(Natural language region descriptions)
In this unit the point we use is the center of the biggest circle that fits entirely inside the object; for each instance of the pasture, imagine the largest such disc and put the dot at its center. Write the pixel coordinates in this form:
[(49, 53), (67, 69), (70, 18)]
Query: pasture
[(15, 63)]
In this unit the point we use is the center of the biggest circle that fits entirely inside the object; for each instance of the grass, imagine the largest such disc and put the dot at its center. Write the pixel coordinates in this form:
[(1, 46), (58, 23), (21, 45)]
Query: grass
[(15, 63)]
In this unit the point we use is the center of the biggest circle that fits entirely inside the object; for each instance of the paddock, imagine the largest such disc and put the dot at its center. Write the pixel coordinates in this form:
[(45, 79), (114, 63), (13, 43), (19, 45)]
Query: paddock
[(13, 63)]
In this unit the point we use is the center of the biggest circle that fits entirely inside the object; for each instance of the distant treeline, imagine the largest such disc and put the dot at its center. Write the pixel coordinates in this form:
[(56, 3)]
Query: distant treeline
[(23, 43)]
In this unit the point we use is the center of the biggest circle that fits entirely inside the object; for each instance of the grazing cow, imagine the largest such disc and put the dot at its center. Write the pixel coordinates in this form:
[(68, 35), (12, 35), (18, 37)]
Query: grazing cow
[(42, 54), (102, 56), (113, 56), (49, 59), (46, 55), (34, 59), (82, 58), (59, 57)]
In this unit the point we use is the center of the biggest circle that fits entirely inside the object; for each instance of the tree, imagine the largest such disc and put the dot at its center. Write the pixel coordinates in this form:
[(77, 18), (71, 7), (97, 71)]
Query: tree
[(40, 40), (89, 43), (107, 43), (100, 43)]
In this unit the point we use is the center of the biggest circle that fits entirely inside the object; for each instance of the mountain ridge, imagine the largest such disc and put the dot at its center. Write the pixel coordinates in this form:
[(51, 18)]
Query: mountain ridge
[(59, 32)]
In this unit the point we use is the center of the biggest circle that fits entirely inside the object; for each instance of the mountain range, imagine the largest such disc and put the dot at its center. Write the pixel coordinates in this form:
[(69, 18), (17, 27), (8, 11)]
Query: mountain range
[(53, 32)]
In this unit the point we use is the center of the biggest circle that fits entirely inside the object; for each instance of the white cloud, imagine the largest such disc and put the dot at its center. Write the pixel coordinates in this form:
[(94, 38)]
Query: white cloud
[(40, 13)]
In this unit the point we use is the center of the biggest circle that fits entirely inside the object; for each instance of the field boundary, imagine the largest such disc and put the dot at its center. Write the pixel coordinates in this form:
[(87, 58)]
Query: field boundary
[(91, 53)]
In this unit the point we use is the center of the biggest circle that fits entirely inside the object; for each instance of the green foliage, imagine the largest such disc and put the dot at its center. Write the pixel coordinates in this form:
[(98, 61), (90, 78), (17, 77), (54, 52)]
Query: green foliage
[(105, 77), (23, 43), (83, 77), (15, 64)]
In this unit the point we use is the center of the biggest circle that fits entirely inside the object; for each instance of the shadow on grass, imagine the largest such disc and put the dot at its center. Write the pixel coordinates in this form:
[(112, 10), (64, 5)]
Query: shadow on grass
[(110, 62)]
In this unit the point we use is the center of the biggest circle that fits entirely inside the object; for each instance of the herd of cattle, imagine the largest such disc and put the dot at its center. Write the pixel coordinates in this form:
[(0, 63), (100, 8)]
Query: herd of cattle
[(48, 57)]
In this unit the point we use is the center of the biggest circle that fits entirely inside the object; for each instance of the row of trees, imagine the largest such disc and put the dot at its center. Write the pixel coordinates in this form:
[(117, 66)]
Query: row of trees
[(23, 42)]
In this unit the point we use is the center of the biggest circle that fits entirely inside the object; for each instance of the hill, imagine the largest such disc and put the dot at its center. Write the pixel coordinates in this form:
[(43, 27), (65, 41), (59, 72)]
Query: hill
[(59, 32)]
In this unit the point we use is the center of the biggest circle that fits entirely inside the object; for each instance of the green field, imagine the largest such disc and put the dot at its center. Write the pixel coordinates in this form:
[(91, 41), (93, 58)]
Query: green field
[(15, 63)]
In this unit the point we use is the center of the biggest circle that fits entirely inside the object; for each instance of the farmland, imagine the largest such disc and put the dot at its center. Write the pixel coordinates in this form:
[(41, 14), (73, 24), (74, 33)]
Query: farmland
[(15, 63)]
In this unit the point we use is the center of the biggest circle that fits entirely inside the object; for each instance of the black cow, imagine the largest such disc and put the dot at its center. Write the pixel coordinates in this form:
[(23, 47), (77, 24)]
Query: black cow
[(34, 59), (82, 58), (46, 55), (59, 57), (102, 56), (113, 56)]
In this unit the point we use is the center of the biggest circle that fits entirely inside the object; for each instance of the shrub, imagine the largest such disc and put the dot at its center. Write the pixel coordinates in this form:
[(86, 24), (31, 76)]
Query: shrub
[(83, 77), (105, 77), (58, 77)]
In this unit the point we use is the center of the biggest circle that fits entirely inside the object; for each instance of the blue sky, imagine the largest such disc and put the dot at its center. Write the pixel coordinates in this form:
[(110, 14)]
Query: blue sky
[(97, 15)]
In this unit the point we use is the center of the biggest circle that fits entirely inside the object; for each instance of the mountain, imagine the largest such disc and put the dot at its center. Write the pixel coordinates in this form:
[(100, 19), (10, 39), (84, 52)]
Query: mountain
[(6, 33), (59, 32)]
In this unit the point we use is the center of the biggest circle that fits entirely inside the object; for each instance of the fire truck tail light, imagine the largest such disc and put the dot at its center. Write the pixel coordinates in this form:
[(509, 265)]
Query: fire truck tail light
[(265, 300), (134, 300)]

§ **About this task**
Every entry must appear in the answer, reproduced exactly.

§ **Task answer**
In this unit the point we use is the center of the biggest circle that fits entirely inside the object; for each instance of the pasture, imagine the largest such disc and put the dot at its center. Write the pixel coordinates in this form:
[(49, 53), (67, 69), (70, 18)]
Query: pasture
[(15, 63)]
In this unit the point we use is the center of the biggest circle that fits entirely inside the object; for each instance of the grass, imagine the largest such disc and put the dot at its center. Write the pixel coordinates in this form:
[(1, 46), (58, 23), (21, 45)]
Query: grass
[(15, 63)]
In this unit the point we use is the center of the biggest circle that fits entirely inside the object; for each instance of the paddock, imagine the largest such disc and put the dot at its center. Write the pixel coordinates in this form:
[(45, 79), (114, 63), (13, 43), (19, 45)]
Query: paddock
[(13, 63)]
In this unit the point we use is the center of the biggest circle that fits entirely inside the object; for each instance of the distant treeline, imagine the largest such disc and put the dot at its center. Write the pixel coordinates in this form:
[(56, 3)]
Query: distant treeline
[(23, 43)]
In this unit the point we use is the center of the biggest circle that fits entirely inside the object; for each instance of the grazing cow, imagine the largest such disc and put the dot at its center. Write the pixel coordinates in this form:
[(68, 35), (12, 35), (18, 37)]
Query: grazing cow
[(42, 54), (102, 56), (113, 56), (49, 59), (46, 55), (34, 59), (82, 58), (59, 57)]
In this unit the point we use is the center of the biggest circle that fits entirely inside the object; for each instance of the tree, imagine the largest such disc and put the dot at its center. Write the pixel coordinates in this form:
[(77, 18), (71, 7), (97, 71)]
Query: tree
[(40, 40), (89, 43), (107, 43), (100, 43)]
In this unit the point we use is the center of the biggest circle that fits entirely inside the object; for each instance of the mountain ridge, imagine the largest such disc and put the dot at its center. Write the pixel coordinates in this form:
[(51, 18)]
Query: mountain ridge
[(59, 32)]
In this unit the point we use is the center of the biggest circle that fits entirely inside the object; for each instance of the mountain range, imagine the largest such disc and put the dot at its center. Write the pixel coordinates in this form:
[(69, 18), (17, 27), (8, 11)]
Query: mountain range
[(53, 32)]
In this unit the point we use is the center of the biggest circle that fits entirely inside the object; for each instance of the white cloud, imagine the largest such disc and put the dot at its center. Write the pixel coordinates in this form:
[(94, 38)]
Query: white cloud
[(40, 13)]
In this unit the point we use is the center of the biggest circle that fits entirely inside the object; for each instance of the field boundary, imagine the largest such disc and put the dot at its center. Write the pixel coordinates in this form:
[(87, 58)]
Query: field boundary
[(91, 53)]
In this unit the point we use is the center of the biggest circle that fits entirely inside the object; for each instance of the green foliage, imagine the largest such disc and put the dot at its center. Write the pixel coordinates in this form:
[(98, 61), (90, 78), (17, 77), (54, 52)]
Query: green foliage
[(105, 77), (23, 43), (83, 77), (15, 64)]
In this unit the point we use is the center of the biggest circle that fits entirely inside the object; for each instance of the shadow on grass, imagine the largest such disc and put the dot at its center. Write the pixel coordinates in this form:
[(112, 10), (64, 5)]
Query: shadow on grass
[(110, 62)]
In this unit the point we use is the center of the biggest circle that fits entirely inside the object; for each instance of the herd of cattle, imagine the largest such disc and put the dot at its center. Write the pixel coordinates in this form:
[(0, 63), (100, 8)]
Query: herd of cattle
[(48, 57)]
In this unit the point we use is the center of the biggest circle that fits entirely inside the object; for each instance of the row of trees, imagine the largest such disc and put the dot at its center. Write the pixel coordinates in this form:
[(117, 66)]
Query: row of trees
[(23, 42)]
In this unit the point we use is the center of the biggest circle that fits entirely inside the object; for each instance of the hill, imagine the largest such disc and put the dot at its center. Write the pixel coordinates in this form:
[(43, 27), (65, 41), (59, 72)]
Query: hill
[(59, 32)]
In this unit the point we use is the center of the biggest circle that fits entirely inside the object; for each instance of the green field, imagine the largest such disc and put the dot at its center. Write the pixel coordinates in this form:
[(91, 41), (93, 58)]
Query: green field
[(15, 63)]
In this unit the point we use is the center of the biggest circle that fits entirely inside the object; for each instance of the farmland, imagine the largest such disc and put the dot at its center. Write the pixel coordinates in this form:
[(41, 14), (73, 24), (74, 33)]
Query: farmland
[(15, 63)]
In this unit the point we use is the center of the biggest circle that fits entirely inside the object; for each instance of the black cow, imagine the largest such disc and put the dot at its center. Write the pixel coordinates in this form:
[(23, 47), (77, 24)]
Query: black cow
[(34, 59), (82, 58), (46, 55), (59, 57), (102, 56), (113, 56)]
In this unit the point we use is the center of the biggest circle that fits entirely inside the object; for each instance of the shrub, imagine the largest such disc and put the dot at its center. Write the pixel coordinates in this form:
[(86, 24), (31, 76)]
Query: shrub
[(83, 77), (105, 77), (58, 77)]
In this unit the point we use is the center of the biggest circle that fits entirely inside the object; for each instance of the blue sky, imagine the largest such disc and put the dot at its center. Write the pixel coordinates in this form:
[(110, 14)]
Query: blue sky
[(97, 15)]
In this unit the point we use is the center of the biggest circle that fits entirely inside the object; for each instance of the mountain, imagine the largest such disc and put the dot at its center. Write the pixel coordinates in this form:
[(100, 19), (10, 39), (84, 52)]
Query: mountain
[(6, 33), (59, 32)]
In this unit the point we use is the center of the biggest circle that fits entirely inside the object; for each instance of the fire truck tail light, imagine the largest such disc and put the dot at its center. Write the pixel coordinates in this form:
[(509, 265)]
Query: fire truck tail light
[(265, 300), (134, 300)]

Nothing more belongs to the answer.